═══ The records

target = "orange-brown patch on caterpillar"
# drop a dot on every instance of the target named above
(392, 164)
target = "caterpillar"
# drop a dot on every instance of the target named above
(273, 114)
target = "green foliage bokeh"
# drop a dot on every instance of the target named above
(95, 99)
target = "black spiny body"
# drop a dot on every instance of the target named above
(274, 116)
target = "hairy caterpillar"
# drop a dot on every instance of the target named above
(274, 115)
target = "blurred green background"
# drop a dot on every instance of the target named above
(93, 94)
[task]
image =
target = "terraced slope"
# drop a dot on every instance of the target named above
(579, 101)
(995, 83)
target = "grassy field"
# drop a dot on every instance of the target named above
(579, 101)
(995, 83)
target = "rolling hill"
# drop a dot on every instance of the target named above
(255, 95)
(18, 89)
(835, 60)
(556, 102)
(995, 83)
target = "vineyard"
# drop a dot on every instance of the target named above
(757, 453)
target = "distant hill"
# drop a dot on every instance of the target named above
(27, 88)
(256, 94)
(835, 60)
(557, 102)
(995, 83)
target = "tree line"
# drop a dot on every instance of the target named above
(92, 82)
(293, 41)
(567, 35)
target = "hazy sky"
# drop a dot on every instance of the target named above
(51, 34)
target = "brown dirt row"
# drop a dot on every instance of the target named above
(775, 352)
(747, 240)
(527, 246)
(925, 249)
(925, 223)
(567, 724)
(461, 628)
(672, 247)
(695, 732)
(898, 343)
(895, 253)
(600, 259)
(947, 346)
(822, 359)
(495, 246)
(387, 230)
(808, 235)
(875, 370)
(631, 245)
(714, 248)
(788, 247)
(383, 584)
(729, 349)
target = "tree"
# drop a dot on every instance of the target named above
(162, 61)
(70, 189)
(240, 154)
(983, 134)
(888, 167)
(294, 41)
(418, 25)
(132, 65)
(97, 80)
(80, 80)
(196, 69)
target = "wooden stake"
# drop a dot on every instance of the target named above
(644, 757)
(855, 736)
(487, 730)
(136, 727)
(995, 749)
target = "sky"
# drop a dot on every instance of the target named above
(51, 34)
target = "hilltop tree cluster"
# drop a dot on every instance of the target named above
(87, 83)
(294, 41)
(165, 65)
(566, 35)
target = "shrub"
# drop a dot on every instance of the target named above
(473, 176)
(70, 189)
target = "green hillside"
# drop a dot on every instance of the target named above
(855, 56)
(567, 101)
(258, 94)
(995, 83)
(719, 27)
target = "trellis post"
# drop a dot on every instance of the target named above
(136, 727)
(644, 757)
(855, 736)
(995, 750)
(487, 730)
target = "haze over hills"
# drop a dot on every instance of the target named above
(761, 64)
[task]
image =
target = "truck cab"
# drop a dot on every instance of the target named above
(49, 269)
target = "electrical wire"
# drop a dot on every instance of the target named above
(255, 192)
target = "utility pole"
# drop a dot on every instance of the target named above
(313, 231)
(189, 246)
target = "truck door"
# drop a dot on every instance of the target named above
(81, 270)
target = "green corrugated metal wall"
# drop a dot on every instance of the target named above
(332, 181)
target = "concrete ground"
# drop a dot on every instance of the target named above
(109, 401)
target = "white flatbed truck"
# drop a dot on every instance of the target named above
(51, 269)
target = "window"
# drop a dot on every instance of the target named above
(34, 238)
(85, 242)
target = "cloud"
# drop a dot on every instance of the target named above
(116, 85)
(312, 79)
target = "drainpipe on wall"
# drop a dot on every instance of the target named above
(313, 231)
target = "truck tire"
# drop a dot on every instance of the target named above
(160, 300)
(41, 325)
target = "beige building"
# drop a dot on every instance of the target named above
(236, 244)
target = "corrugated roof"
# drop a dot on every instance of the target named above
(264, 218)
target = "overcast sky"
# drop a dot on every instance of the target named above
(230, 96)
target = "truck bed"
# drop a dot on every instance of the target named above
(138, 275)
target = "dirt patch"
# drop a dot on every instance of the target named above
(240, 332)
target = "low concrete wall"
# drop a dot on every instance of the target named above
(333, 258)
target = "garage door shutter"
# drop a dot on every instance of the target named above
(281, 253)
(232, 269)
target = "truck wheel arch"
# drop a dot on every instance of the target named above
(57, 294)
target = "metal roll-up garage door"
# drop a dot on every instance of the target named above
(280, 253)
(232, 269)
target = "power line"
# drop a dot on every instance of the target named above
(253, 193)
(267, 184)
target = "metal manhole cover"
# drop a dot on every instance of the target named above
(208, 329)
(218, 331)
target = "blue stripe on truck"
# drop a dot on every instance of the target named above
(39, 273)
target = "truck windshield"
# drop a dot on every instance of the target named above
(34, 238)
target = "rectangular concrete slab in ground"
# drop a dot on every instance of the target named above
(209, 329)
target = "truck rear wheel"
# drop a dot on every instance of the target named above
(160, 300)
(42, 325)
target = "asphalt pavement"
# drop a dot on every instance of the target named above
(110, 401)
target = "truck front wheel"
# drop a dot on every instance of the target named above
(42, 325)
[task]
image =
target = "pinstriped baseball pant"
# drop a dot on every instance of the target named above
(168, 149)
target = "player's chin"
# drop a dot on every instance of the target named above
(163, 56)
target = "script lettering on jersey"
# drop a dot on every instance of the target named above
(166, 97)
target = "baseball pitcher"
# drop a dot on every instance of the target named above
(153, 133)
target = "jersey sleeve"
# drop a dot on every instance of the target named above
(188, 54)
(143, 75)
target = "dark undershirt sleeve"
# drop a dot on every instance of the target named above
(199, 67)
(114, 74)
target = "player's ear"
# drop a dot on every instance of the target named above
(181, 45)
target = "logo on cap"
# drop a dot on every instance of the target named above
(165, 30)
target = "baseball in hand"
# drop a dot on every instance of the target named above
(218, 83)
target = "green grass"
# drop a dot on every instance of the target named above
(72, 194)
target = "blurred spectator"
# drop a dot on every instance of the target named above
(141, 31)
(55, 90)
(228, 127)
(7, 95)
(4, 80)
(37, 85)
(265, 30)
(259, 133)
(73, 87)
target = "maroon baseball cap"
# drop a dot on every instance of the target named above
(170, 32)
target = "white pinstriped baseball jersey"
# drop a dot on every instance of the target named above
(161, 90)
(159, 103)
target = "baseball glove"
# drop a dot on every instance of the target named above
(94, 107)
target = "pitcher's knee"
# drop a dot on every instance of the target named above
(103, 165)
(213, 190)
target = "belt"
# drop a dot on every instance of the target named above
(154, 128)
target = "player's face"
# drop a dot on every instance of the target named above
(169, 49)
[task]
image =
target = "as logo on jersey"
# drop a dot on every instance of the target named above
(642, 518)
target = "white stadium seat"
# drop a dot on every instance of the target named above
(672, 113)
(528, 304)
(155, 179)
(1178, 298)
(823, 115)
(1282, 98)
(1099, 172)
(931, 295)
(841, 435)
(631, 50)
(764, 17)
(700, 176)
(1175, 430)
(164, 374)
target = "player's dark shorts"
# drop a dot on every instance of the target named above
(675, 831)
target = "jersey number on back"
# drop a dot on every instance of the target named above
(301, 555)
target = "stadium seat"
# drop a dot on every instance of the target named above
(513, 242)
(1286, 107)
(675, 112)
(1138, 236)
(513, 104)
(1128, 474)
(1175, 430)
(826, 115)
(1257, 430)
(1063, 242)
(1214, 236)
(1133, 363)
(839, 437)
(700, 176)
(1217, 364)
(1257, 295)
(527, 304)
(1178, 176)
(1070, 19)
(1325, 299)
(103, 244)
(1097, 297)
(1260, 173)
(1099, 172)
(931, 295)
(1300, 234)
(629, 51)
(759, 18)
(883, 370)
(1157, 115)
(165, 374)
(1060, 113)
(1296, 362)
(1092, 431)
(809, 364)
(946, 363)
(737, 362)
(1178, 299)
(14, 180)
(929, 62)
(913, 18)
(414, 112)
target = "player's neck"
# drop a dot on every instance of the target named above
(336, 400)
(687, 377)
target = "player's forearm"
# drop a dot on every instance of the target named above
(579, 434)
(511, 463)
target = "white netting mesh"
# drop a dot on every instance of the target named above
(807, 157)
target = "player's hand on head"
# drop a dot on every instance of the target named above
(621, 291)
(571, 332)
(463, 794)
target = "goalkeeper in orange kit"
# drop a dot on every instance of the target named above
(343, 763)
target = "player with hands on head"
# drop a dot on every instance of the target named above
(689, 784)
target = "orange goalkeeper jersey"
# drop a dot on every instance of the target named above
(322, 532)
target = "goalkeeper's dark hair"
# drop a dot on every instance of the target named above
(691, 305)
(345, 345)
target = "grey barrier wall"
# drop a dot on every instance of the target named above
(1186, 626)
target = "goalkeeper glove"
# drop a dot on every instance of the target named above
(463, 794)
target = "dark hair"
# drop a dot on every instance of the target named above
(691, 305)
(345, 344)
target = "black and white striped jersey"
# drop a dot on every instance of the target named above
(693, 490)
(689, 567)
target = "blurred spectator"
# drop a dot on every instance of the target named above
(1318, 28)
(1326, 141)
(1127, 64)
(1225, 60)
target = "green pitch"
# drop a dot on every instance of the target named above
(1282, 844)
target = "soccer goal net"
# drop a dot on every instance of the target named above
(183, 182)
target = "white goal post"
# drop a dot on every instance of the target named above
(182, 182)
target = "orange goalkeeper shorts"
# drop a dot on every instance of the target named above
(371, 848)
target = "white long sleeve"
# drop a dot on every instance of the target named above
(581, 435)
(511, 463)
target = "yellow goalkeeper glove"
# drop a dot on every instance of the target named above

══════

— Problem —
Nothing but the lines from the line with "and white striped" to the last line of the listing above should appear; please retype them exactly, both ends included.

— Output below —
target = "black and white striped jersey"
# drop a dot on every instance of the target named above
(693, 490)
(689, 567)
target = "blurred spectator"
# drop a dot on every instance of the target named above
(1318, 28)
(1326, 141)
(1127, 64)
(1225, 60)
target = "green pitch"
# drop a dot on every instance of the target named above
(1282, 844)
target = "soccer goal net"
# drop a dot on every instance of the target named above
(183, 182)
target = "white goal post"
# drop a dot on every instance of the target named above
(182, 182)
target = "orange goalkeeper shorts"
# drop a dot on every instance of the target named above
(371, 848)
target = "white long sleeve"
# drop a dot on every instance of the target named above
(581, 435)
(511, 463)
target = "yellow goalkeeper glove"
# drop a dot on every instance of the target named above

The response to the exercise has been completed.